-- Aim of the task --
Starting with the line that contains "Could you identify the white bridge", reproduce each line through the end of the listing below, with no other output.

Stored data
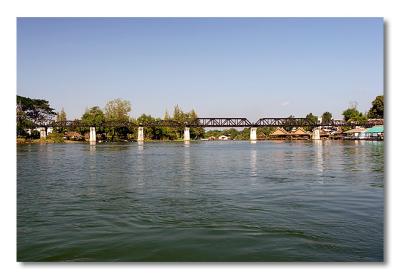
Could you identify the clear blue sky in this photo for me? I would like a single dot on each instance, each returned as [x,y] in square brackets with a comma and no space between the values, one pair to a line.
[228,67]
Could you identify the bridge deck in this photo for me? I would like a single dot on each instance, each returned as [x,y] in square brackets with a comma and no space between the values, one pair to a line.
[213,122]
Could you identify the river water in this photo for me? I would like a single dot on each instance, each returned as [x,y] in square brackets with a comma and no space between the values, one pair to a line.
[203,201]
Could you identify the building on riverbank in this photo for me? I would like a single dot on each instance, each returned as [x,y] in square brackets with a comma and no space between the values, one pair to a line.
[354,133]
[373,133]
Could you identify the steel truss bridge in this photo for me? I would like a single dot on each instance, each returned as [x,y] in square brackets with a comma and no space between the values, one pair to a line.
[213,122]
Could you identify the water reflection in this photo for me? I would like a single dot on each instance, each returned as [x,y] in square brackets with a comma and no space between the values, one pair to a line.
[253,162]
[140,164]
[187,177]
[92,148]
[319,160]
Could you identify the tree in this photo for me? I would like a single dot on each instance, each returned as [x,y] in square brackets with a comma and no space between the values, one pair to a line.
[93,117]
[353,115]
[312,118]
[377,109]
[117,110]
[35,111]
[197,132]
[61,116]
[326,117]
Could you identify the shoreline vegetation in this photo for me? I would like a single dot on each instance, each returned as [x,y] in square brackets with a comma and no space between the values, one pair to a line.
[31,112]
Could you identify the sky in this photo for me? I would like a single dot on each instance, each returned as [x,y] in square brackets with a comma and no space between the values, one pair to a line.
[220,67]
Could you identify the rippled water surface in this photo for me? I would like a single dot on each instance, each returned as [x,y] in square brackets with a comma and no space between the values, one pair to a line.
[208,201]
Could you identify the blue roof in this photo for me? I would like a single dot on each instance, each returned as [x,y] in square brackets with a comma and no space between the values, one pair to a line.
[375,129]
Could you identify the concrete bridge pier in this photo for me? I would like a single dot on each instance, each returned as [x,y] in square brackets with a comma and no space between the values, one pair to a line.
[253,134]
[186,134]
[140,134]
[43,133]
[92,137]
[316,134]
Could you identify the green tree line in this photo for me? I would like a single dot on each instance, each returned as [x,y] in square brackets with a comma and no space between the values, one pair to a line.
[33,112]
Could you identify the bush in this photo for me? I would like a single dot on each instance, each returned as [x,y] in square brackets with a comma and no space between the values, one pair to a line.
[56,137]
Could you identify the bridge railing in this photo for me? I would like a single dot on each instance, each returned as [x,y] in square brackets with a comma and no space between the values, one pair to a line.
[212,122]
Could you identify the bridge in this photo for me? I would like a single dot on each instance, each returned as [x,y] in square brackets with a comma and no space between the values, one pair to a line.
[207,123]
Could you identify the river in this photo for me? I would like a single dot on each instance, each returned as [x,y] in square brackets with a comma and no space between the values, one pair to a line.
[203,201]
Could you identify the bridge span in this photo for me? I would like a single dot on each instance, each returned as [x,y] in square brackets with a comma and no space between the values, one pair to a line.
[222,122]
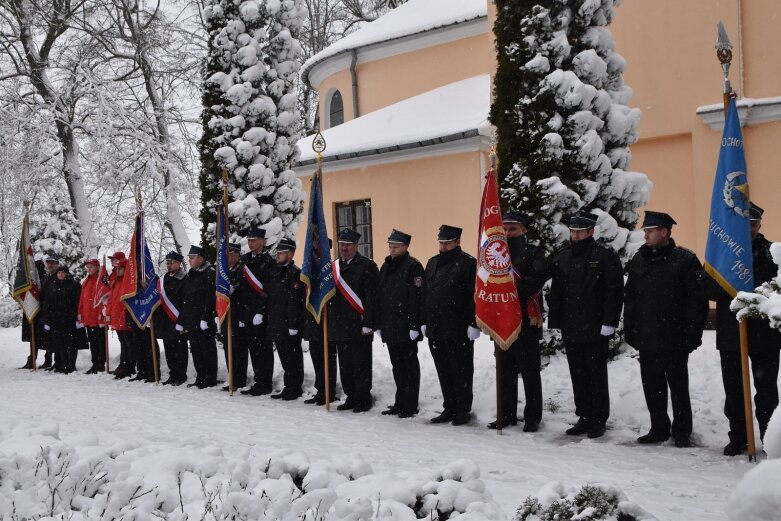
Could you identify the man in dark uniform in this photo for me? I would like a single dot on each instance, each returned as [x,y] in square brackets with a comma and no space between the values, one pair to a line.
[763,342]
[530,271]
[352,315]
[285,314]
[400,298]
[449,323]
[166,328]
[665,311]
[585,303]
[197,317]
[257,263]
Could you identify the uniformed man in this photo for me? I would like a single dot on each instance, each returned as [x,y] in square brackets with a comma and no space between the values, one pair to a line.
[352,315]
[197,317]
[530,271]
[166,328]
[763,342]
[285,315]
[400,299]
[449,323]
[665,311]
[257,263]
[585,303]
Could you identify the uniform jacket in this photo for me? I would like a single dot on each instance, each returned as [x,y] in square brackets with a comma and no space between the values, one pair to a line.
[449,297]
[165,328]
[586,290]
[344,322]
[665,306]
[400,298]
[286,302]
[761,337]
[198,296]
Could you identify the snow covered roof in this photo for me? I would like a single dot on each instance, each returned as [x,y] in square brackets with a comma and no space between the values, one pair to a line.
[455,111]
[413,17]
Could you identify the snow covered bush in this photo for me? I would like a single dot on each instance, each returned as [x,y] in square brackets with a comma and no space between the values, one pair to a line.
[563,126]
[555,502]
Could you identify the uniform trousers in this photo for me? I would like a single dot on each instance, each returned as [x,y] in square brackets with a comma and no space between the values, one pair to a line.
[204,349]
[318,363]
[355,369]
[659,371]
[522,357]
[406,374]
[588,370]
[764,367]
[454,360]
[292,359]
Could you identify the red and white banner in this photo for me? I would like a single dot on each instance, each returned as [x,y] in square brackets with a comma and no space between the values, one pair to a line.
[497,306]
[346,291]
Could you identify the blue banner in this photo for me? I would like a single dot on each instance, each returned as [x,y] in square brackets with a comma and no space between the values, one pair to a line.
[141,294]
[728,257]
[316,271]
[223,270]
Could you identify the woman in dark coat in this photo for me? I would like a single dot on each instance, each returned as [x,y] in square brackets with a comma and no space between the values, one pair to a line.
[59,315]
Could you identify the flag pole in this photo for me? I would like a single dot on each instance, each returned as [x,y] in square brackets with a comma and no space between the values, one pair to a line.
[724,54]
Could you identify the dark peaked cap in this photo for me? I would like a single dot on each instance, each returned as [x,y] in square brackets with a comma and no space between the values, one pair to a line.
[658,220]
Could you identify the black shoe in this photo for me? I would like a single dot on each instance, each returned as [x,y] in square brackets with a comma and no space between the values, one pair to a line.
[735,448]
[682,441]
[579,428]
[531,426]
[653,437]
[597,430]
[461,418]
[446,416]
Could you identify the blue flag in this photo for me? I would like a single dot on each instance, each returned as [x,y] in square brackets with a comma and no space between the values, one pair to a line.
[140,290]
[316,272]
[728,257]
[223,271]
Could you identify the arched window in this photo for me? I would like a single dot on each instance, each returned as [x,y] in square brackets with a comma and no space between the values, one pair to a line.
[335,109]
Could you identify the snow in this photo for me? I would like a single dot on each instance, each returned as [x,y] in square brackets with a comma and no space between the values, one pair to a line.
[142,423]
[458,107]
[413,17]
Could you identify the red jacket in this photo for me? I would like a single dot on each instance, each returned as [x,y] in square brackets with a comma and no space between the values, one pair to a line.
[117,311]
[89,315]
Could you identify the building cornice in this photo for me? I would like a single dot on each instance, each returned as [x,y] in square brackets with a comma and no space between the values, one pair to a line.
[318,71]
[752,111]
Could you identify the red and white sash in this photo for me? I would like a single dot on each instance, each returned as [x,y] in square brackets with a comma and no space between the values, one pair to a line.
[346,291]
[252,279]
[168,306]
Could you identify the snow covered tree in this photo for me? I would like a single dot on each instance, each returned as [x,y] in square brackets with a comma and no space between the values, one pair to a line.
[251,121]
[55,232]
[563,127]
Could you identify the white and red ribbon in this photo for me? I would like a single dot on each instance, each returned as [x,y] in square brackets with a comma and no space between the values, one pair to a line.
[168,306]
[252,279]
[344,288]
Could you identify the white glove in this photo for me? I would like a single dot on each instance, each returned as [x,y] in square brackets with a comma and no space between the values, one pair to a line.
[473,333]
[607,330]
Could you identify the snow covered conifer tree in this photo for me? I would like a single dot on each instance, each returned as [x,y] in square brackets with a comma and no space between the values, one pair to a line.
[563,127]
[251,121]
[55,232]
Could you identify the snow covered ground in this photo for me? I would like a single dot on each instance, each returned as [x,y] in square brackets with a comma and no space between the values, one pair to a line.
[670,483]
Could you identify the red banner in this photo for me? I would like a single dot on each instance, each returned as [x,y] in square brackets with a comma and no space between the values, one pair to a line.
[497,306]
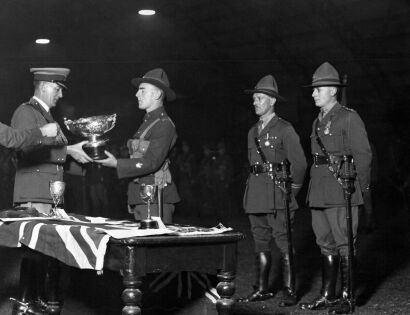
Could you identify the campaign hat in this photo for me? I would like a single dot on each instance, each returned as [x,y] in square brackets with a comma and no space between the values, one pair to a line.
[267,85]
[325,75]
[55,75]
[159,78]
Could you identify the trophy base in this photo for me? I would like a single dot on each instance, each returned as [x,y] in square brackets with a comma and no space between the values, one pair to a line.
[96,152]
[149,224]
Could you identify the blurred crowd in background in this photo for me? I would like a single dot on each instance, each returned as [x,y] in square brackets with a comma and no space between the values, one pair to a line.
[211,177]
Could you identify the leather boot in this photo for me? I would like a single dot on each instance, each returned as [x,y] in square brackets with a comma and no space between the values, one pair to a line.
[261,289]
[26,303]
[288,293]
[330,266]
[346,303]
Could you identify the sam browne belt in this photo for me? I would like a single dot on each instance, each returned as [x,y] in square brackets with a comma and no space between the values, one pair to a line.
[263,168]
[325,160]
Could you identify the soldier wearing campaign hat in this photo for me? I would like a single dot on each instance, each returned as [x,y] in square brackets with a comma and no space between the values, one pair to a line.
[37,166]
[337,131]
[271,141]
[150,147]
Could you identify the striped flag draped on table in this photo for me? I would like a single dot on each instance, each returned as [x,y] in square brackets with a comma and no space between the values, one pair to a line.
[75,244]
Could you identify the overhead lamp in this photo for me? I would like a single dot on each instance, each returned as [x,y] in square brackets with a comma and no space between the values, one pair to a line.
[42,41]
[146,12]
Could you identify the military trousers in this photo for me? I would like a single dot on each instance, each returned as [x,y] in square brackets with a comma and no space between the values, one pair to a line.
[330,228]
[268,226]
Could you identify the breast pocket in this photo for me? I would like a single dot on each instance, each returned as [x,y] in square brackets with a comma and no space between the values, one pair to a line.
[273,148]
[333,141]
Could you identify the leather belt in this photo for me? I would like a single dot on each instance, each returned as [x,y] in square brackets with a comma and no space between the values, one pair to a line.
[263,168]
[324,160]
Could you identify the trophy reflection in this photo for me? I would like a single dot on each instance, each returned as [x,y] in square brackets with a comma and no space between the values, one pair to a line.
[57,189]
[148,194]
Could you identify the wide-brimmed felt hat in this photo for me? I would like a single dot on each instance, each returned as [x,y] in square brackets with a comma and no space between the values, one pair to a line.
[267,85]
[159,78]
[325,75]
[55,75]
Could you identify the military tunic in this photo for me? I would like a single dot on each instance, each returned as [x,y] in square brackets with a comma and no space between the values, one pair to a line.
[278,141]
[17,139]
[342,133]
[263,199]
[162,137]
[37,166]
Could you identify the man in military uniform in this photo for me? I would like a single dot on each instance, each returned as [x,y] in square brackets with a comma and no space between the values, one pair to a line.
[337,131]
[276,141]
[36,167]
[18,139]
[150,147]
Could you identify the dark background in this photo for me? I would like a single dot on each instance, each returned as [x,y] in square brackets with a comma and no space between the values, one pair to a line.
[212,51]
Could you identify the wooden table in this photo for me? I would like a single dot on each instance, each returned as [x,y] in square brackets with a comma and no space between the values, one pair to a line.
[136,257]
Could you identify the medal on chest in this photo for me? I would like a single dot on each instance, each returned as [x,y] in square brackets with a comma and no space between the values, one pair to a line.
[327,128]
[267,142]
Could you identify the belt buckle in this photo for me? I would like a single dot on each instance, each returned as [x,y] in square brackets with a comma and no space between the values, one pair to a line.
[315,159]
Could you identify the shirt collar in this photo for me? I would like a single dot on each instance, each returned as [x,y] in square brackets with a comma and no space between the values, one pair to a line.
[266,119]
[42,103]
[155,113]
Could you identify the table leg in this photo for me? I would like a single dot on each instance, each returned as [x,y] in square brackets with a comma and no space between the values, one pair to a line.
[52,286]
[225,289]
[131,296]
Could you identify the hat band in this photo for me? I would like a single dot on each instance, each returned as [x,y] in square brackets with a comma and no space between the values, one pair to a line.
[327,80]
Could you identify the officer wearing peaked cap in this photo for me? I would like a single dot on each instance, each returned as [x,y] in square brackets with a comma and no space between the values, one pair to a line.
[271,141]
[17,139]
[150,147]
[36,167]
[337,131]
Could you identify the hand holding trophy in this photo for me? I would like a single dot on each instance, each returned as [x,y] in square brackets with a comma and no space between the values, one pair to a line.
[57,189]
[93,128]
[148,194]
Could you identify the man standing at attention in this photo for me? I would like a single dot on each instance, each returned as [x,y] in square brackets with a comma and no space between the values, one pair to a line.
[338,131]
[270,142]
[150,147]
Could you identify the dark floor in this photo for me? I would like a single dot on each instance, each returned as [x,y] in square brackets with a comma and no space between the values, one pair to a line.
[383,275]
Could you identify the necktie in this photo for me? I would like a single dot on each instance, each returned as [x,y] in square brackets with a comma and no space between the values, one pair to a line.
[61,138]
[260,126]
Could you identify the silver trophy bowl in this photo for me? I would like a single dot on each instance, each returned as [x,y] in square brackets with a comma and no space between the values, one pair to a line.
[92,128]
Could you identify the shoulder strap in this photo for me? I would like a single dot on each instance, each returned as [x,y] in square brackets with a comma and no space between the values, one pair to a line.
[259,150]
[61,138]
[319,141]
[37,107]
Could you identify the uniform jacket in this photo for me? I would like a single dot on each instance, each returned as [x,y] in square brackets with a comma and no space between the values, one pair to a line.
[278,141]
[343,133]
[37,166]
[17,139]
[162,137]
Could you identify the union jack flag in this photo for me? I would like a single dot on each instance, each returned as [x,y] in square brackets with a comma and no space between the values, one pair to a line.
[76,244]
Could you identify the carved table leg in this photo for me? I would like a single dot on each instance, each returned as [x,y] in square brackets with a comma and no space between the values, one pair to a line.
[52,286]
[131,296]
[225,289]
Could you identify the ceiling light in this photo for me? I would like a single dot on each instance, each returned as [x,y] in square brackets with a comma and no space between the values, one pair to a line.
[146,12]
[42,41]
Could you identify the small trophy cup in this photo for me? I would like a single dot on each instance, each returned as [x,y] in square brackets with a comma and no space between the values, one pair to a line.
[148,194]
[57,192]
[93,128]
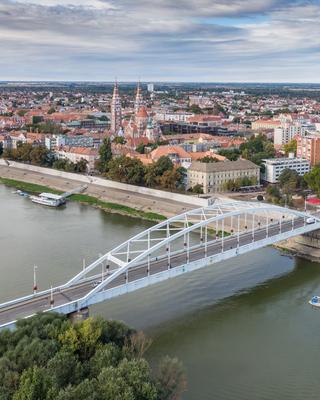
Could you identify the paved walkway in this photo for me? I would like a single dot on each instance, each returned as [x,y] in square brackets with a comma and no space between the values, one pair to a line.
[147,203]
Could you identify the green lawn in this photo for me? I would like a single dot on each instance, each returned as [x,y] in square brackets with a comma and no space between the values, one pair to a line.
[83,198]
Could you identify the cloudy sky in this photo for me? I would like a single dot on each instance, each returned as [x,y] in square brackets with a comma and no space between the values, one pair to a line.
[160,40]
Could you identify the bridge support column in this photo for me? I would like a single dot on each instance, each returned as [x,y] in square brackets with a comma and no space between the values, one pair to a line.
[80,315]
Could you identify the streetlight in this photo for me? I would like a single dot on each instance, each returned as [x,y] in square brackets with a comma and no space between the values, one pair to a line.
[35,287]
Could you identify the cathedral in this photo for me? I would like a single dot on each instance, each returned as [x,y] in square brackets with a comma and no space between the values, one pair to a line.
[140,125]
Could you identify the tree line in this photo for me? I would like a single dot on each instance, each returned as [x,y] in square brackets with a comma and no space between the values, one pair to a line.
[49,358]
[41,156]
[162,173]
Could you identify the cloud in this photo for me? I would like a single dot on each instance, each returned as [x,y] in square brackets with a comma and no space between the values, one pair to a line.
[162,40]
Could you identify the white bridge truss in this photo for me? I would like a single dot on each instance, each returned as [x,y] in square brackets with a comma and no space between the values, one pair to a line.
[181,244]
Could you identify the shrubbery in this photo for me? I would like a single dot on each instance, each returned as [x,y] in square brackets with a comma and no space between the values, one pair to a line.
[49,358]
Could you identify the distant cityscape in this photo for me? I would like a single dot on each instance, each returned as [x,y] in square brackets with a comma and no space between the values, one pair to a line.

-- Full solution --
Could you identify the white bridge truss in this photo for me? I would like a single dot on each instance, each returned as [x,y] in square brackets with a comma and no space between the values, one pair to a line.
[181,244]
Could you identify the shrubbery in this photo for me? I would like a single dot on each instance, each returned as [x,y] in square brackets with a comma and no space between the values, one pair to a line.
[49,358]
Could you identify the distant cityscape in this photo for me? I would like a single dot on each instance, each returned as [x,y] in square brackets with a comma and no space between the values, one pair to a line.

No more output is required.